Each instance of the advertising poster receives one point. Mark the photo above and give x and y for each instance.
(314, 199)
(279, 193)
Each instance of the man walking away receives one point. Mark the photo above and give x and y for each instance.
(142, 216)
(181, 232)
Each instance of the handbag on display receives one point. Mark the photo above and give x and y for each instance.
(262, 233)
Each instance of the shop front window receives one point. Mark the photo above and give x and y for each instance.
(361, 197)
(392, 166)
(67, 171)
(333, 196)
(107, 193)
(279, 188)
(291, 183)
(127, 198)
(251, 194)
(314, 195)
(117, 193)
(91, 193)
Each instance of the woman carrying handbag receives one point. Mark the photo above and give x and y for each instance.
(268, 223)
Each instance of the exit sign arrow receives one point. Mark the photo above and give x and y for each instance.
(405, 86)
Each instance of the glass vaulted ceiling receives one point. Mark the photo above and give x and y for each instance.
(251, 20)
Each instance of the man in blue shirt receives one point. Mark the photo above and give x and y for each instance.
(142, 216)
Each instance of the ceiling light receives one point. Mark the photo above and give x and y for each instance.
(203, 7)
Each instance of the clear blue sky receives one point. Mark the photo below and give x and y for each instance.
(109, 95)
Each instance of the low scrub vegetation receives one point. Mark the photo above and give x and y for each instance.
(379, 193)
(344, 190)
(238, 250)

====

Enunciado del problema:
¿Puedes reproducir sin ningún cambio todas las líneas de los datos de arriba?

Respuesta del ejercicio:
Each instance of the advertising poster receives one point. Mark the photo above and give x and y for each instance.
(314, 199)
(279, 193)
Each instance of the man walking away receives one point. Mark the photo above and give x and y for each instance.
(142, 216)
(181, 232)
Each instance of the handbag on display receives one point. Mark the photo above and give x and y for each instance.
(262, 233)
Each instance of the shop front window receives one point. Mark the photo above and give x and y for each instance.
(361, 197)
(392, 166)
(67, 171)
(333, 196)
(107, 193)
(279, 188)
(291, 183)
(127, 198)
(251, 194)
(314, 195)
(117, 193)
(91, 193)
Each instance of the woman carrying handbag receives one point. Mark the photo above and give x and y for each instance.
(268, 223)
Each instance of the exit sign arrow receives one point. Mark the photo above and give x and y for each instance.
(405, 86)
Each instance of the glass vaulted ceiling receives one point. Mark the photo above and give x and y for each instance.
(251, 20)
Each instance of the man in blue shirt receives one point. Mark the photo above and give x and y for each instance.
(142, 216)
Each instance of the ceiling light receives one point. Mark the photo above and give x and y for each instance.
(203, 7)
Each instance of the clear blue sky receives one point. Mark the photo below and give x and y for each instance.
(109, 95)
Each instance of the low scrub vegetation receives one point. Mark the photo above and give x and y for each instance.
(379, 193)
(344, 190)
(238, 250)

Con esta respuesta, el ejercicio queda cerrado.